Saturday, March 13, 2010

Live and Learn: Best Practices to Acclimate to New Ski Gear

I’m going to start right off by saying that getting accustomed to brand new and different ski gear can be challenging! The challenge was not only physical, but mental, as well. The concentration required to master new gear, while improving performance, was more than I expected! During the first half day with my new gear, I felt that I had lost most of the performance I gained over the past year, which can be frustrating if you are competitive (you will see my unhappy face on the gondola as I contemplated how to get used to my new precision skis!)

Let’s start with the Dalbello Aspire 75 boots. These boots are just incredible both on and off the slopes. As I mentioned in an earlier post, they are insanely comfortable and the fit is precise because you can tune them yourself.The heel inserts were not enough to get forward the way I wanted to, so I used the ramp angle inclinator to adjust heel angle with help from the ski shop. I think it made a difference in terms of energy to align myself, but it was difficult to tell because I skied mostly black diamonds on day two at Loon versus easier slopes the day before at Brettonwoods.

The boots were warm and comfy 100% of the time, and they fit my leg and calf perfectly. The skiing comfort with this boot is second to none – perfect fit, totally warm and soft inside – unbelievable! The walking release in the back of the boot was fantastic too and I was able to walk around the lodge with the flexibility of a winter snow boot – so very nice! The release helped with getting my boots on and off too. I just LOVE these boots and would highly recommend them beyond any boot I’ve experienced!

Getting acclimated to my new skis was a bit of a different story… challenging right from the beginning. First, I wasn’t used to the incredible edging that provided for some quick cutting and turning and it caught me off guard. After a few spills, I started to acclimate to it. Although my expert skier friend, Russ, suggested some tuning at the ski shop to smooth them out, I decided to wait it out and see what happened. Because the Atomics Seven Heaven 76 skis are designed for women and the bindings were mounted slightly forward, I didn’t need to lean forward as much any more. I did lean forward out of habit but realized after a few runs that I needed to relax into the ski more naturally and let it do the work versus me pushing performance. That made a big difference – okay, I’m staring to feel good about this gear now on day two - I’m starting to like it. I was with two advanced skiers and one advanced boarder on day two so it was all about the black diamonds. I confess that after two hours straight of that, I headed for the lodge absolutely exhausted. Let me say that I don’t think I would have had the energy with my old gear to push that hard for that long. The new gear made all the difference – very sweet.

A word on the XLT9 bindings. These white bindings look fantastic and are durable and highly functional especially when set correctly by the great guys at ski shop. I loved the secure feeling and easy step in and release out when getting in and out of them.

### [Tasks for this exercise]
(1) From the post on getting used to new ski gear, quote everything from "The boots were" down to "boot I’ve experienced!".
(2) In the post on getting used to new ski gear, what did the writer use to adjust heel angle after the heel inserts fell short?
(3) Extend the post on getting used to new ski gear beyond its final sentence.

### [Data section]
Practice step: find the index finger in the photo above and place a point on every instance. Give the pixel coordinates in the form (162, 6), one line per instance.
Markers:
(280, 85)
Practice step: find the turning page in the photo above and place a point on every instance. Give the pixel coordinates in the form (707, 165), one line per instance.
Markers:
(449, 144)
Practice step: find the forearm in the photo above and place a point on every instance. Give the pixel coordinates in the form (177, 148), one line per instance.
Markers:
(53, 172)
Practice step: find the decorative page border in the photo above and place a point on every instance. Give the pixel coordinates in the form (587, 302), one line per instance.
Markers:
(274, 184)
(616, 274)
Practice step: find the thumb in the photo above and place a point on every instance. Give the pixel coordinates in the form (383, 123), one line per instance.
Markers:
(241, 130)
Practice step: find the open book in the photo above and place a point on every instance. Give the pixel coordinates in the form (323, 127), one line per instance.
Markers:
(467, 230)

* * *

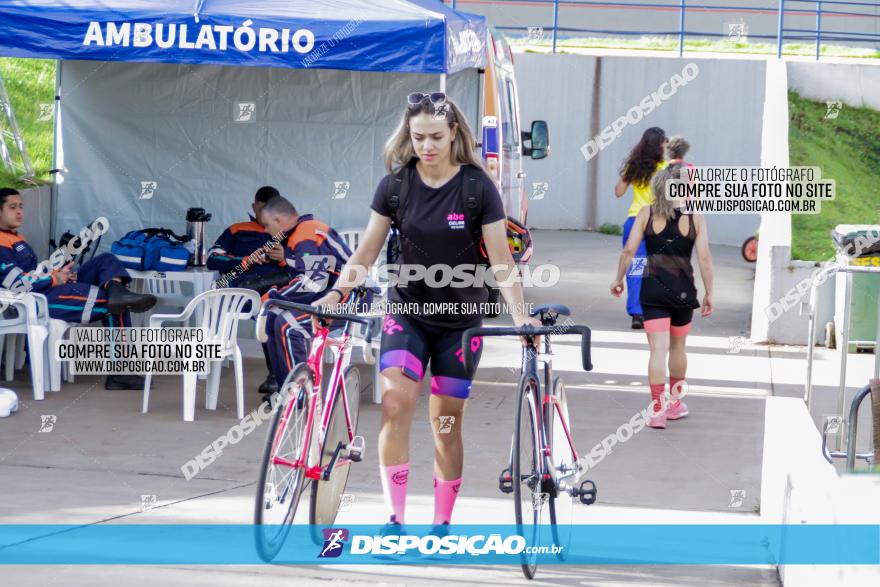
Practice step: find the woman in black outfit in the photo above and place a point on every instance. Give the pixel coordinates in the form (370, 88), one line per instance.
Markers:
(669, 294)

### [Replies]
(1)
The boots were warm and comfy 100% of the time, and they fit my leg and calf perfectly. The skiing comfort with this boot is second to none – perfect fit, totally warm and soft inside – unbelievable! The walking release in the back of the boot was fantastic too and I was able to walk around the lodge with the flexibility of a winter snow boot – so very nice! The release helped with getting my boots on and off too. I just LOVE these boots and would highly recommend them beyond any boot I’ve experienced!

(2) The ramp angle inclinator.

(3)
My observations:

1. With new gear, you will most likely lose some of your performance initially but it will come back quickly once you acclimate. You will improve even more as you practice on the slope.

2. Expect to adjust your gear or the way you are skiing. If it’s the first time you are using your new equipment and it may need to be modified to work with your personal physique, ski style and your preferences. Don’t be afraid to head to the ski shop with an understanding of what is happening to you on the slope. It’s important to pay attention to what is happening to you out there so you can describe it and they can assist you. Examples include:

Ø Falling due to sharp edge. Slow down, be patient and acclimate to your new gear until you get the feel for it or get the edges smoothed down.

Ø Overtired from just a few runs. Leaning forward when you don’t need to or overworking the run unnecessarily will exhaust you quickly, especially if you are on steep slopes and black diamonds – it’s more work and effort! Let the ski do the work, relax into the run and don’t over think it. Get back onto the blue and greens for a little while if you need to.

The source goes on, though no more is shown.